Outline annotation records
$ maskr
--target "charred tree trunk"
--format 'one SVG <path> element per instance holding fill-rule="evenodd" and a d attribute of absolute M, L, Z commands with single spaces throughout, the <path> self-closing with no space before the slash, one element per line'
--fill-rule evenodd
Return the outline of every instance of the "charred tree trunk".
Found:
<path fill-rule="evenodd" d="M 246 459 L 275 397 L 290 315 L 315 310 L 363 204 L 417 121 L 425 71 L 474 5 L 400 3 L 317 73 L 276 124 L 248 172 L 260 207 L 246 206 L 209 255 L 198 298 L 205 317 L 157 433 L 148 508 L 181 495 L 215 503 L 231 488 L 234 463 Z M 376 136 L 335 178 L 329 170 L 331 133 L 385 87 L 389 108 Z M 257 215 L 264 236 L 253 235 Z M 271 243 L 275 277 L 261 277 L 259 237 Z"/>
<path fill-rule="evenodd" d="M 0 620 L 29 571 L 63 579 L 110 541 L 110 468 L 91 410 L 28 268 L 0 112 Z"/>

Task directions »
Rewrite every line of the items above as a numbered list, leaving out any blank lines.

Correct output »
1. $ maskr
2. --target "charred tree trunk"
3. --format 'one SVG <path> element per instance holding fill-rule="evenodd" and a d attribute of absolute M, L, Z commands with single spaces throughout, the <path> self-closing with no space before the slash, one element per line'
4. --fill-rule evenodd
5. Return the outline of every instance of the "charred tree trunk".
6. Found:
7. <path fill-rule="evenodd" d="M 246 459 L 275 397 L 290 315 L 315 310 L 363 204 L 417 121 L 425 71 L 474 5 L 400 3 L 317 73 L 276 124 L 248 172 L 260 207 L 246 206 L 209 255 L 198 298 L 205 317 L 157 433 L 148 508 L 181 495 L 215 503 L 231 488 L 234 463 Z M 376 136 L 335 178 L 329 170 L 331 133 L 385 87 L 389 108 Z M 257 215 L 264 236 L 253 235 Z M 271 243 L 275 277 L 261 277 L 259 237 Z"/>
8. <path fill-rule="evenodd" d="M 0 620 L 29 571 L 63 579 L 110 541 L 110 468 L 91 410 L 28 268 L 0 112 Z"/>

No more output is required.